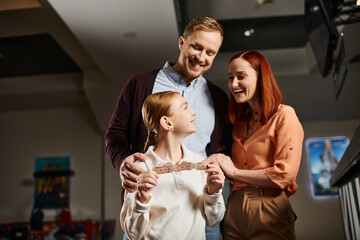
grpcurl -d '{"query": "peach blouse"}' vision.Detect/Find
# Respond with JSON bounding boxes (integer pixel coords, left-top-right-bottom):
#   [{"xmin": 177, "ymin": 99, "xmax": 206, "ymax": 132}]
[{"xmin": 231, "ymin": 104, "xmax": 304, "ymax": 196}]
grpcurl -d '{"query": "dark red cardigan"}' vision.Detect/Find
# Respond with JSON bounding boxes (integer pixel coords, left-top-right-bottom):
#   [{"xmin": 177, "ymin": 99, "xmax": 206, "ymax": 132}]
[{"xmin": 105, "ymin": 69, "xmax": 231, "ymax": 171}]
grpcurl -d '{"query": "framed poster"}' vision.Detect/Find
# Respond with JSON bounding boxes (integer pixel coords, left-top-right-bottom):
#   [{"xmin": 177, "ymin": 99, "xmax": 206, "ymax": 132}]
[
  {"xmin": 306, "ymin": 136, "xmax": 349, "ymax": 198},
  {"xmin": 34, "ymin": 156, "xmax": 71, "ymax": 209}
]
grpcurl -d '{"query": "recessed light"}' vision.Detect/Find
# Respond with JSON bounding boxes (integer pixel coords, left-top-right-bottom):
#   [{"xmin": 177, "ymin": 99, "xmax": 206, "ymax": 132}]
[
  {"xmin": 244, "ymin": 29, "xmax": 255, "ymax": 37},
  {"xmin": 123, "ymin": 31, "xmax": 137, "ymax": 38}
]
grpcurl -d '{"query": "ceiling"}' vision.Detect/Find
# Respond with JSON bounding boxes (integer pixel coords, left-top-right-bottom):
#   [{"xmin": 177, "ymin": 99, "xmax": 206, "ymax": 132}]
[{"xmin": 0, "ymin": 0, "xmax": 360, "ymax": 128}]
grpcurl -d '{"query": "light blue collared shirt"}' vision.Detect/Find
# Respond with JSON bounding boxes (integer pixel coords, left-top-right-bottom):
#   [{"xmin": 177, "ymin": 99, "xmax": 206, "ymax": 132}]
[{"xmin": 152, "ymin": 62, "xmax": 215, "ymax": 158}]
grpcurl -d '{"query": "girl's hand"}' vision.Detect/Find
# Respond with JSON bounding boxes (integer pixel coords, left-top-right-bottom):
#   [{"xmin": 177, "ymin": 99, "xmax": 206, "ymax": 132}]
[
  {"xmin": 136, "ymin": 171, "xmax": 159, "ymax": 203},
  {"xmin": 205, "ymin": 164, "xmax": 225, "ymax": 195}
]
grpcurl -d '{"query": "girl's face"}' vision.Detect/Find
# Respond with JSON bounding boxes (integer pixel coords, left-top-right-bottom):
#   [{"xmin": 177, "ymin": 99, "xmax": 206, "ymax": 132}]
[
  {"xmin": 228, "ymin": 58, "xmax": 258, "ymax": 103},
  {"xmin": 170, "ymin": 94, "xmax": 196, "ymax": 136}
]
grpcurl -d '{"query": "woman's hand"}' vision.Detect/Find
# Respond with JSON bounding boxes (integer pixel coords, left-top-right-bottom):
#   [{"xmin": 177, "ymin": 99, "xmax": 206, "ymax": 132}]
[
  {"xmin": 136, "ymin": 171, "xmax": 159, "ymax": 203},
  {"xmin": 203, "ymin": 153, "xmax": 237, "ymax": 182},
  {"xmin": 205, "ymin": 164, "xmax": 225, "ymax": 195}
]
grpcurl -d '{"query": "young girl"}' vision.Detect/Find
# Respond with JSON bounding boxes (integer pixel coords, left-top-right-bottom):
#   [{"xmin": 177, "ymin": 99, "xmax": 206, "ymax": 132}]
[{"xmin": 120, "ymin": 92, "xmax": 225, "ymax": 240}]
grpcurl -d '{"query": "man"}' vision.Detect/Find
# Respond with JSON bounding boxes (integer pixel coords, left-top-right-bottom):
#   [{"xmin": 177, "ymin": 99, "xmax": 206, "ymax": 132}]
[{"xmin": 105, "ymin": 17, "xmax": 231, "ymax": 239}]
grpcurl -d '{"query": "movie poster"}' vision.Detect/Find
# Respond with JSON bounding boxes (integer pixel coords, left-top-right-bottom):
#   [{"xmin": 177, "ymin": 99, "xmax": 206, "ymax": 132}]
[{"xmin": 306, "ymin": 136, "xmax": 349, "ymax": 198}]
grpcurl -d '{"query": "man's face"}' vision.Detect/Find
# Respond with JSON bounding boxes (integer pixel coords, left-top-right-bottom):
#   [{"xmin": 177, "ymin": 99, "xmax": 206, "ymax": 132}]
[{"xmin": 176, "ymin": 30, "xmax": 222, "ymax": 82}]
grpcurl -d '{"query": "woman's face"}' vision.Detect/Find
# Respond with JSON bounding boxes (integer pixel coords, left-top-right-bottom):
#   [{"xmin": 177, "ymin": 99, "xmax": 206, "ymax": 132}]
[{"xmin": 228, "ymin": 58, "xmax": 258, "ymax": 103}]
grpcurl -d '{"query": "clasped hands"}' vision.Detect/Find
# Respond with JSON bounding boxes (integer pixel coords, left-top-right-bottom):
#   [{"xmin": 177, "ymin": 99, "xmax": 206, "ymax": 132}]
[{"xmin": 120, "ymin": 153, "xmax": 231, "ymax": 203}]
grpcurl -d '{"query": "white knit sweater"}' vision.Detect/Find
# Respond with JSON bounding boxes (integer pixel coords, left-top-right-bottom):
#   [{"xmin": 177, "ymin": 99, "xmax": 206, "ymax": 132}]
[{"xmin": 120, "ymin": 145, "xmax": 225, "ymax": 240}]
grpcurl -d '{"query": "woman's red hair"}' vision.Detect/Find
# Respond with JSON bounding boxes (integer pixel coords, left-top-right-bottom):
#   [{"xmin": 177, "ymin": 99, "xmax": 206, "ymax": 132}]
[{"xmin": 228, "ymin": 50, "xmax": 283, "ymax": 124}]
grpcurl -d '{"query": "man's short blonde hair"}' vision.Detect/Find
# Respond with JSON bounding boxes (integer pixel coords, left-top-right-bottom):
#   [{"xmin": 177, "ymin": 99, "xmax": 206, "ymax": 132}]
[{"xmin": 183, "ymin": 17, "xmax": 224, "ymax": 39}]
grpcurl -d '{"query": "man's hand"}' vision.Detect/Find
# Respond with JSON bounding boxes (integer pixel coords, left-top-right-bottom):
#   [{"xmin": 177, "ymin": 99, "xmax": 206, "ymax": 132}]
[
  {"xmin": 120, "ymin": 153, "xmax": 146, "ymax": 192},
  {"xmin": 205, "ymin": 164, "xmax": 225, "ymax": 195},
  {"xmin": 202, "ymin": 153, "xmax": 237, "ymax": 183},
  {"xmin": 136, "ymin": 170, "xmax": 159, "ymax": 203}
]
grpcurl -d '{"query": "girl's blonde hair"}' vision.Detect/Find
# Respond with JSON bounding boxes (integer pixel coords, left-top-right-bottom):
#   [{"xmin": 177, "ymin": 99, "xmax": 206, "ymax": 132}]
[{"xmin": 141, "ymin": 91, "xmax": 179, "ymax": 152}]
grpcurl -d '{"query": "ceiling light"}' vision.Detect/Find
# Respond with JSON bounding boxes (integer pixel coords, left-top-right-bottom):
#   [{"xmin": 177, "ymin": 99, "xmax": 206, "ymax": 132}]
[
  {"xmin": 244, "ymin": 29, "xmax": 255, "ymax": 37},
  {"xmin": 123, "ymin": 31, "xmax": 137, "ymax": 38}
]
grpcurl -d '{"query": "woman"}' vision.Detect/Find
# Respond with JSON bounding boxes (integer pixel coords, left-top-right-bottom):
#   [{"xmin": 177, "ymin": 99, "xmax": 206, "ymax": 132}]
[
  {"xmin": 206, "ymin": 51, "xmax": 304, "ymax": 240},
  {"xmin": 120, "ymin": 92, "xmax": 225, "ymax": 240}
]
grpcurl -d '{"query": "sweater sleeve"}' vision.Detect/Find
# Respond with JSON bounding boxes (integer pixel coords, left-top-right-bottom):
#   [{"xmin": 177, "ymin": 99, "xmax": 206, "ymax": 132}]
[
  {"xmin": 264, "ymin": 106, "xmax": 304, "ymax": 189},
  {"xmin": 120, "ymin": 191, "xmax": 153, "ymax": 239},
  {"xmin": 203, "ymin": 187, "xmax": 225, "ymax": 227},
  {"xmin": 105, "ymin": 77, "xmax": 138, "ymax": 171}
]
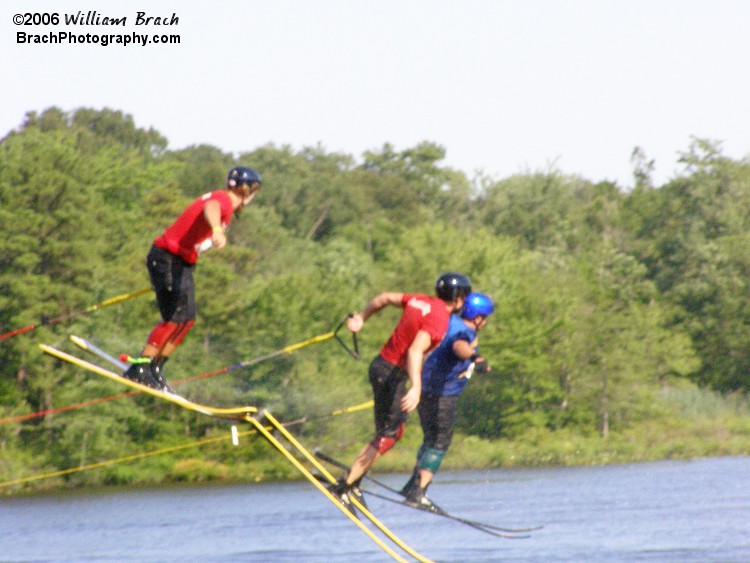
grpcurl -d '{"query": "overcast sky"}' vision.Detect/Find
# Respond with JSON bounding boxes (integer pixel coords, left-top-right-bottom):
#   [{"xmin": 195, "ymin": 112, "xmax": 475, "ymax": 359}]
[{"xmin": 0, "ymin": 0, "xmax": 750, "ymax": 188}]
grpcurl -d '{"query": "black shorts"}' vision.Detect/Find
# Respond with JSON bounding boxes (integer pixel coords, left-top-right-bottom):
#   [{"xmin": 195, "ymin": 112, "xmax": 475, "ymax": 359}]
[
  {"xmin": 417, "ymin": 394, "xmax": 458, "ymax": 451},
  {"xmin": 146, "ymin": 246, "xmax": 196, "ymax": 323},
  {"xmin": 370, "ymin": 355, "xmax": 409, "ymax": 438}
]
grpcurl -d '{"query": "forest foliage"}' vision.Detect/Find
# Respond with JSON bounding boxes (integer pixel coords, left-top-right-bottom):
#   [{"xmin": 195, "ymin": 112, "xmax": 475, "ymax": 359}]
[{"xmin": 0, "ymin": 108, "xmax": 750, "ymax": 492}]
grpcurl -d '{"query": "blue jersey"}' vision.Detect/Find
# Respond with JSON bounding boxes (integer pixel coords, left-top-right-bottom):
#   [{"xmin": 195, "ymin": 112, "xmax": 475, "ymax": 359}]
[{"xmin": 422, "ymin": 315, "xmax": 478, "ymax": 397}]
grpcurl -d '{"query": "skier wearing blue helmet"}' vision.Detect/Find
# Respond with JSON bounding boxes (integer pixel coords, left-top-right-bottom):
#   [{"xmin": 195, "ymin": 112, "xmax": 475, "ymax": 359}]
[
  {"xmin": 122, "ymin": 166, "xmax": 262, "ymax": 392},
  {"xmin": 401, "ymin": 292, "xmax": 495, "ymax": 510}
]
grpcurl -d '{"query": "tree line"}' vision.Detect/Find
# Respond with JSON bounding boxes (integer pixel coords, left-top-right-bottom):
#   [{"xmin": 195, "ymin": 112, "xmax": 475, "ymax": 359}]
[{"xmin": 0, "ymin": 108, "xmax": 750, "ymax": 492}]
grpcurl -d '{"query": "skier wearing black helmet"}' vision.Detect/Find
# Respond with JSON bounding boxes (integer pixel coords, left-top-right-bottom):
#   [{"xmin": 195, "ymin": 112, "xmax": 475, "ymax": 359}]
[
  {"xmin": 331, "ymin": 272, "xmax": 471, "ymax": 504},
  {"xmin": 123, "ymin": 166, "xmax": 262, "ymax": 392}
]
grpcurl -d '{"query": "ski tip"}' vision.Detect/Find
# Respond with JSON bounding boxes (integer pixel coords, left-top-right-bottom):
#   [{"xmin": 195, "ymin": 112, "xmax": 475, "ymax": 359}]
[{"xmin": 70, "ymin": 334, "xmax": 88, "ymax": 349}]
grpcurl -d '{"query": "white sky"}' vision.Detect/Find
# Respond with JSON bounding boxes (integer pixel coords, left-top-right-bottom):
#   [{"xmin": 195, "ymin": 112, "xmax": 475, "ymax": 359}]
[{"xmin": 0, "ymin": 0, "xmax": 750, "ymax": 188}]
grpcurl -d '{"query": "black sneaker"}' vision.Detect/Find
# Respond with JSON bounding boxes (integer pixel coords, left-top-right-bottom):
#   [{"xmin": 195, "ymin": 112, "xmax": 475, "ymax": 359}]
[
  {"xmin": 327, "ymin": 477, "xmax": 362, "ymax": 515},
  {"xmin": 122, "ymin": 358, "xmax": 154, "ymax": 387},
  {"xmin": 404, "ymin": 487, "xmax": 440, "ymax": 512},
  {"xmin": 399, "ymin": 467, "xmax": 419, "ymax": 497}
]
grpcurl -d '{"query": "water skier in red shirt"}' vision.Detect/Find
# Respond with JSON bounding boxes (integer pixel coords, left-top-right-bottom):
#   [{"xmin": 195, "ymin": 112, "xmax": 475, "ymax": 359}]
[
  {"xmin": 331, "ymin": 272, "xmax": 471, "ymax": 504},
  {"xmin": 123, "ymin": 166, "xmax": 262, "ymax": 391}
]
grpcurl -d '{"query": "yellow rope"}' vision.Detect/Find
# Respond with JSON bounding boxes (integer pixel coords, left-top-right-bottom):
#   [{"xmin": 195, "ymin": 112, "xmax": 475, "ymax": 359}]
[{"xmin": 0, "ymin": 401, "xmax": 373, "ymax": 489}]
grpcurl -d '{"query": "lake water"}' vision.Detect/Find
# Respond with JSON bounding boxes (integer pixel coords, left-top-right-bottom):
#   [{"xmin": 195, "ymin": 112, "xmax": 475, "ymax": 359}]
[{"xmin": 0, "ymin": 457, "xmax": 750, "ymax": 562}]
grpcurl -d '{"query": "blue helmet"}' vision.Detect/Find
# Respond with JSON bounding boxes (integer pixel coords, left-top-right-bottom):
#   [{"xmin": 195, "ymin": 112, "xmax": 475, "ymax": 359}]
[
  {"xmin": 435, "ymin": 272, "xmax": 471, "ymax": 301},
  {"xmin": 227, "ymin": 166, "xmax": 263, "ymax": 188},
  {"xmin": 461, "ymin": 293, "xmax": 495, "ymax": 320}
]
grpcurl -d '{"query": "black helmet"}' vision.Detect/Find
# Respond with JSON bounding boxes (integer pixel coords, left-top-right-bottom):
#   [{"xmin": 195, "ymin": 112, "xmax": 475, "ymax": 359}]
[
  {"xmin": 435, "ymin": 272, "xmax": 471, "ymax": 301},
  {"xmin": 227, "ymin": 166, "xmax": 263, "ymax": 188}
]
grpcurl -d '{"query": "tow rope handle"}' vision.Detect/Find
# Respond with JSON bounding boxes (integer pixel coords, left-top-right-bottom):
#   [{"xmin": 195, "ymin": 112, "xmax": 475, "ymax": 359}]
[{"xmin": 333, "ymin": 313, "xmax": 360, "ymax": 360}]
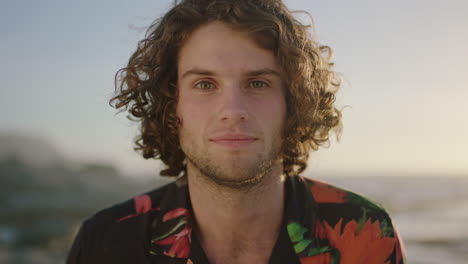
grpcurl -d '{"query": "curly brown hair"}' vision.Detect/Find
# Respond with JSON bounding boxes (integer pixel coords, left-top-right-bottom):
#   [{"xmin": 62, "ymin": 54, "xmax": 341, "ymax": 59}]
[{"xmin": 110, "ymin": 0, "xmax": 341, "ymax": 176}]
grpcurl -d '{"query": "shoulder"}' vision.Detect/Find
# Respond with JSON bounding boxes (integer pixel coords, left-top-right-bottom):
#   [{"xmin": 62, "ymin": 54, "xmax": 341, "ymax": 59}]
[
  {"xmin": 67, "ymin": 180, "xmax": 178, "ymax": 263},
  {"xmin": 292, "ymin": 178, "xmax": 405, "ymax": 264},
  {"xmin": 303, "ymin": 178, "xmax": 393, "ymax": 236},
  {"xmin": 85, "ymin": 180, "xmax": 175, "ymax": 229}
]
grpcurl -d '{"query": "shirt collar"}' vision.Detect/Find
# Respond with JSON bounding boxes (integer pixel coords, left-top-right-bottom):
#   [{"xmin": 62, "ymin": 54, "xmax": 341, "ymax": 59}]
[{"xmin": 149, "ymin": 176, "xmax": 326, "ymax": 263}]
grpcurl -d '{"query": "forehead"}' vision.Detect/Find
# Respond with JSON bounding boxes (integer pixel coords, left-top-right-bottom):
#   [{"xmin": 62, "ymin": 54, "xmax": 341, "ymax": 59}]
[{"xmin": 177, "ymin": 21, "xmax": 281, "ymax": 76}]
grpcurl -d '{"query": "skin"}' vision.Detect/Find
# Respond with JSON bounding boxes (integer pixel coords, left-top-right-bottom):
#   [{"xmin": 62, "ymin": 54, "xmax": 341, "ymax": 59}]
[{"xmin": 177, "ymin": 22, "xmax": 286, "ymax": 263}]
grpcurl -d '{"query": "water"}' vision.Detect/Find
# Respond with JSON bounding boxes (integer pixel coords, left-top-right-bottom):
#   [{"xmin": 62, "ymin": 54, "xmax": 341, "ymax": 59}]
[
  {"xmin": 0, "ymin": 176, "xmax": 468, "ymax": 264},
  {"xmin": 324, "ymin": 177, "xmax": 468, "ymax": 264}
]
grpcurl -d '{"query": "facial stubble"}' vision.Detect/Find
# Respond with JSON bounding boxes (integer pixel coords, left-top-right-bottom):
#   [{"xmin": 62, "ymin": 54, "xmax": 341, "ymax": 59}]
[{"xmin": 184, "ymin": 135, "xmax": 281, "ymax": 191}]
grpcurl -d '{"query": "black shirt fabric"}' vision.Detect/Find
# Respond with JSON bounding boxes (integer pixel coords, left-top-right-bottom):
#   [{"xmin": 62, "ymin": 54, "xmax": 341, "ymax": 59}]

========================

▸ **Directive**
List each line in the data above that contains the word "skier".

▸ **Exercise output**
grpcurl -d '{"query": "skier wearing blue helmet"}' vision.Detect/Find
grpcurl -d '{"query": "skier wearing black helmet"}' vision.Detect/Find
grpcurl -d '{"query": "water skier in red shirt"}' vision.Detect/Find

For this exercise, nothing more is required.